_EXTRAIT DU TEXTE_.
Une nouvelle compréhension du fonctionnement des enzymes pourrait orienter l’avenir de la production de médicaments
Des chercheurs de la Faculté de médecine de l’Université McGill ont fait des progrès importants vers l’élucidation du fonctionnement d’enzymes qui jouent un rôle essentiel dans la production d’antibiotiques et d’autres médicaments. Leurs résultats sont publiés dans la revue Science.
« Une bonne partie des médicaments sur lesquels nous comptons à l’heure actuelle sont d’origine naturelle, produits par la flore de notre planète », explique le professeur agrégé Martin Schmeing, du Département de biochimie de McGill, auteur principal de l’étude. « Il s’agit entre autres de molécules fabriquées à l’intérieur de microbes par des enzymes massives appelées synthétases peptidiques non ribosomiques, ou NRPS. Les NRPS synthétisent toutes sortes d’antibiotiques qui peuvent tuer des bactéries ou des champignons dangereux, ou nous aider à combattre des infections virales et des cancers. Il s’agit par exemple de la viomycine, un antibiotique utilisé pour traiter la tuberculose multirésistante, de la cyclosporine, employée comme immunosuppresseur pour les greffes d’organes, ou encore d’un antibiotique familier comme la pénicilline. »
Pour synthétiser ces médicaments, les NRPS fonctionnent comme des chaînes de montage composées d’une série de machines. Chaque machine, appelée « module », exécute un procédé en plusieurs étapes au moyen de parties mobiles qui lui permettent d’ajouter un élément à la molécule en construction.
Percer les mystères de la chaîne de montage
Les travaux antérieurs du Pr Schmeing et d’autres chercheurs ont permis d’élucider le fonctionnement d’un de ces modules. Aujourd’hui, au moyen d’une technique appelée cristallographie aux rayons X utilisée au Centre canadien de rayonnement synchrotron, en Saskatchewan, ainsi qu’au centre Advanced Photon Source en Illinois, l’équipe a pu prendre des photos 3D à ultra haute résolution des NRPS.

_DONNÉES RECUEILLIES_.

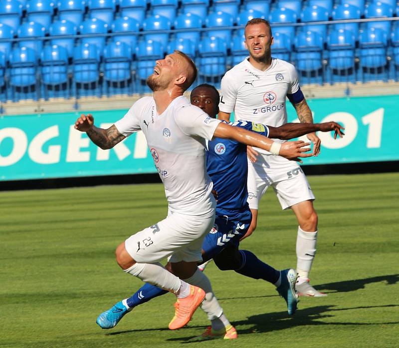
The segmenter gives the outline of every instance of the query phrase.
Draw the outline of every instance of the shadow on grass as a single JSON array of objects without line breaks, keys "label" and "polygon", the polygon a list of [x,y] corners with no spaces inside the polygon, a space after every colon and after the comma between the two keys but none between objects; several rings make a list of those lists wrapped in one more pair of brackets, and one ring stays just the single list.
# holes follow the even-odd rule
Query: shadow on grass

_TRAVAIL DEMANDÉ_.
A. Recopiez le passage de l'article sur les enzymes qui commence aux mots « Percer les mystères » et se termine après les mots « résolution des NRPS. ».
B. Poursuivez l'article sur les enzymes à partir de sa dernière phrase.

_RÉPONSES DANS L'ORDRE_.
A.
Percer les mystères de la chaîne de montage
Les travaux antérieurs du Pr Schmeing et d’autres chercheurs ont permis d’élucider le fonctionnement d’un de ces modules. Aujourd’hui, au moyen d’une technique appelée cristallographie aux rayons X utilisée au Centre canadien de rayonnement synchrotron, en Saskatchewan, ainsi qu’au centre Advanced Photon Source en Illinois, l’équipe a pu prendre des photos 3D à ultra haute résolution des NRPS.

B.
Pour la première fois, les chercheurs ont pu observer précisément l’interaction entre un module individuel et le reste de la chaîne de montage, en visualisant une portion de deux modules des NRPS qui fabriquent la gramicidine linéaire (un antibiotique qu’on trouve dans les produits Polysporin). L’équipe a constaté un manque étonnant de synchronisation entre les modules, sauf au moment où ils doivent se coordonner pour faire passer le peptide intermédiaire d’un module à l’autre. Les chercheurs ont aussi découvert que les modules ne se plaçaient ni en ligne droite ni d’aucune façon organisée, s’alignant plutôt dans de nombreuses positions relatives différentes. « Nous ne nous attendions pas à un tel degré de flexibilité », ajoute le Pr Schmeing, également directeur du Centre de biologie structurale de l’Université McGill. « Les enzymes font toute une gymnastique. »
Puisqu’elle observait les protéines immobilisées dans un cristal, l’équipe a pris soin de confirmer que ses résultats étaient représentatifs de la réalité. Le Pr Schmeing a travaillé avec sa collègue, la professeure Alba Guarné, du Département de biochimie, pour valider ces observations au moyen de données complémentaires sur les protéines en solution recueillies au centre Advanced Light Source de Berkeley. « La communauté de recherche en biologie structurale à McGill est très solidaire. Nous nous entraidons dans le cadre de collaborations, pour obtenir l’équipement biophysique nécessaire à nos expériences de pointe, et pour former nos étudiants », note le Pr Schmeing, soulignant le talent de Janice Reimer, Max Eivaskhani et Ingrid Harb, les doctorantes et doctorant mcgillois qui ont réalisé les expériences de l’étude. « L’environnement et les collègues du Centre de biologie structurale de McGill sont importants pour assurer le succès continu de nos laboratoires. »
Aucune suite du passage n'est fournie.